Selon les informations de l'AFP, la famille de Robert Badinter aurait donné son accord pour son entrée au Panthéon. « Le principe est acté. Il y aura une cérémonie de panthéonisation », a confié l'entourage du président de la République auprès de l'AFP. « La date et les modalités sont à discuter avec la famille. »
Sur la photo, Elisabeth Badinter aux côtés d'Emmanuel Macron pendant l'hommage national.
Il existe trois manières d'inscrire un nom au Panthéon : une plaque, un cénotaphe (c'est-à-dire un cercueil qui ne contient pas le corps), ou une inhumation.
« C'est, comme toujours, un choix qui appartient à la famille et uniquement à la famille », a précisé l'entourage d'Emmanuel Macron via France Inter. « Le temps leur appartient également. » Pour l'instant, aucune échéance n'a été évoquée.
Ministre de la Justice sous François Mitterrand, ses combats et son éloquence ont fait progresser le droit et le sens de l'humanité, jusqu'à en faire une figure marquante de l'Histoire de la République française.
Né le 30 mars 1928 à Paris, Robert Badinter a grandi dans une famille juive émigrée de Bessarabie (actuelle Moldavie). En 1943, son père est arrêté par la Gestapo lors de la rafle de la rue Sainte-Catherine, et meurt peu de temps après au camp de Sobibór (Pologne). Pendant cette période obscure, Robert Badinter fuit en Savoie avec sa mère et son frère.
C'est dans ce contexte familial que Robert Badinter débute quelques années plus tard des études de lettres et de droit à l'Université de Paris. Il devient avocat au barreau de Paris en 1951.
En 1965, il obtient l'agrégation de droit privé, et devient professeur dans plusieurs universités françaises. En parallèle, il ouvre avec Jean-Denis Bredin le cabinet d'avocat Bredin Prat.
Tout au long de sa carrière, Robert Badinter a défendu des personnalités comme Brigitte Bardot, Charlie Chaplin, Sylvie Vartan, ou Coco Chanel, et de grandes entreprises, mais aussi de célèbres malfrats. Au début des années 1970, une affaire va bouleverser la suite de sa carrière.

####################

Consignes
1. D'après l'extrait sur Robert Badinter, en quelle année est-il devenu avocat au barreau de Paris ?
2. Recopiez le passage de l'extrait sur Robert Badinter qui commence aux mots « Sur la photo, Elisabeth » et se termine après les mots « n'a été évoquée. ».
3. Nommez toutes les personnalités que Robert Badinter a défendues selon l'extrait qui lui est consacré.

####################

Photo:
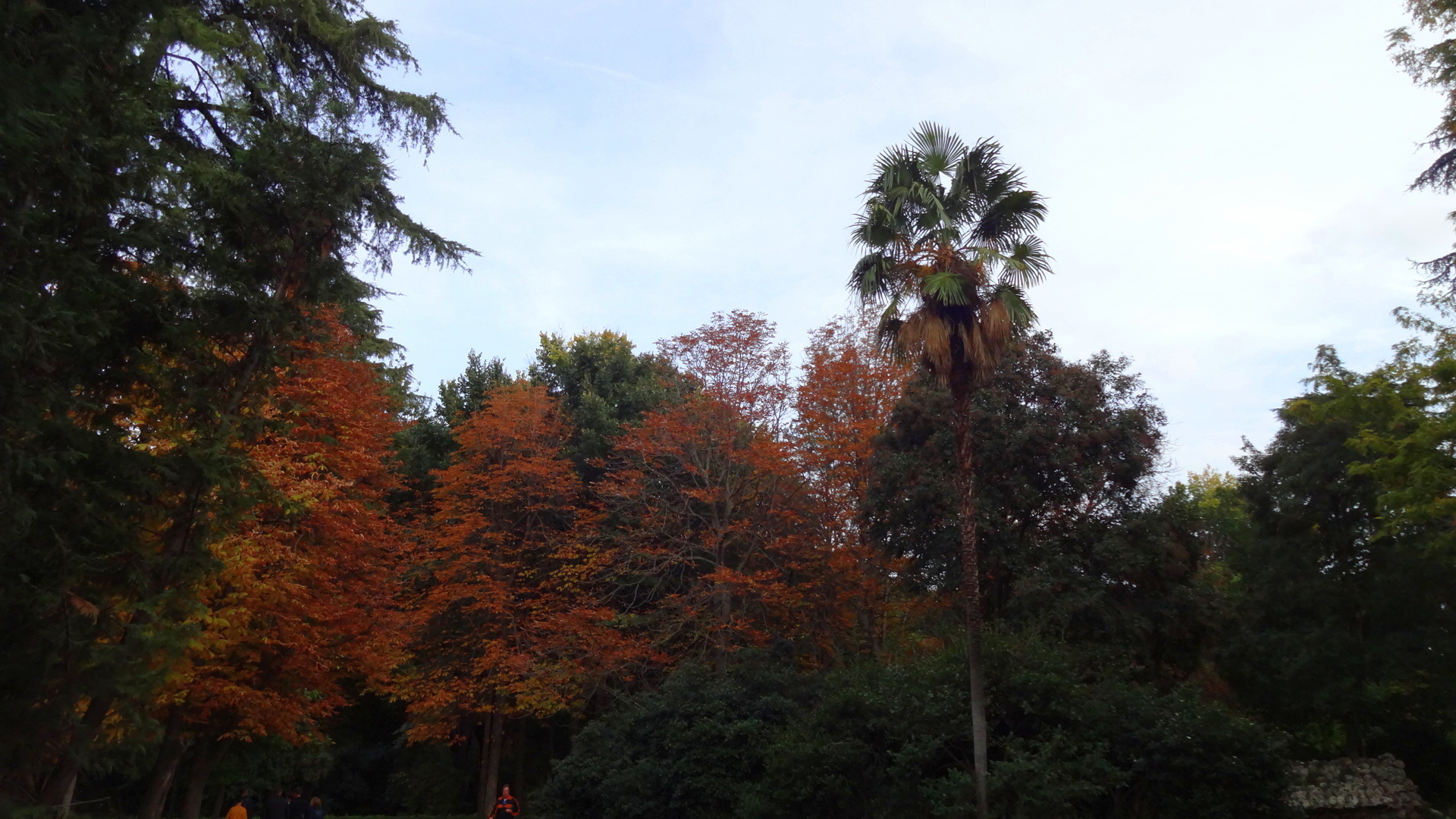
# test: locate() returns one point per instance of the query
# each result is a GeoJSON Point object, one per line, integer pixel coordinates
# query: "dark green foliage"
{"type": "Point", "coordinates": [1066, 742]}
{"type": "Point", "coordinates": [682, 752]}
{"type": "Point", "coordinates": [603, 387]}
{"type": "Point", "coordinates": [185, 184]}
{"type": "Point", "coordinates": [460, 397]}
{"type": "Point", "coordinates": [1069, 537]}
{"type": "Point", "coordinates": [425, 445]}
{"type": "Point", "coordinates": [893, 741]}
{"type": "Point", "coordinates": [1348, 639]}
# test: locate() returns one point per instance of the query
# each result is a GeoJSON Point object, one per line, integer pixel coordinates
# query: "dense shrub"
{"type": "Point", "coordinates": [893, 739]}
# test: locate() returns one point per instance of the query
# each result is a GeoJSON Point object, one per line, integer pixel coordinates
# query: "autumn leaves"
{"type": "Point", "coordinates": [715, 523]}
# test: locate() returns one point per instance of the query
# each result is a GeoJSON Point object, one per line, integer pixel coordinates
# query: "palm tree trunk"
{"type": "Point", "coordinates": [971, 585]}
{"type": "Point", "coordinates": [165, 771]}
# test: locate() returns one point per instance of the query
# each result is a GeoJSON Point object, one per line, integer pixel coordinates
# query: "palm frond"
{"type": "Point", "coordinates": [938, 149]}
{"type": "Point", "coordinates": [1008, 218]}
{"type": "Point", "coordinates": [870, 279]}
{"type": "Point", "coordinates": [1025, 264]}
{"type": "Point", "coordinates": [1018, 311]}
{"type": "Point", "coordinates": [946, 287]}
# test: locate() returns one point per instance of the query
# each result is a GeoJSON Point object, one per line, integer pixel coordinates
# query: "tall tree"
{"type": "Point", "coordinates": [949, 249]}
{"type": "Point", "coordinates": [303, 601]}
{"type": "Point", "coordinates": [510, 620]}
{"type": "Point", "coordinates": [1350, 632]}
{"type": "Point", "coordinates": [1435, 64]}
{"type": "Point", "coordinates": [845, 398]}
{"type": "Point", "coordinates": [603, 385]}
{"type": "Point", "coordinates": [737, 359]}
{"type": "Point", "coordinates": [717, 539]}
{"type": "Point", "coordinates": [184, 181]}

####################

Réponses par consigne
1. Il est devenu avocat au barreau de Paris en 1951.

2.
Sur la photo, Elisabeth Badinter aux côtés d'Emmanuel Macron pendant l'hommage national.
Il existe trois manières d'inscrire un nom au Panthéon : une plaque, un cénotaphe (c'est-à-dire un cercueil qui ne contient pas le corps), ou une inhumation.
« C'est, comme toujours, un choix qui appartient à la famille et uniquement à la famille », a précisé l'entourage d'Emmanuel Macron via France Inter. « Le temps leur appartient également. » Pour l'instant, aucune échéance n'a été évoquée.

3. Brigitte Bardot, Charlie Chaplin, Sylvie Vartan et Coco Chanel.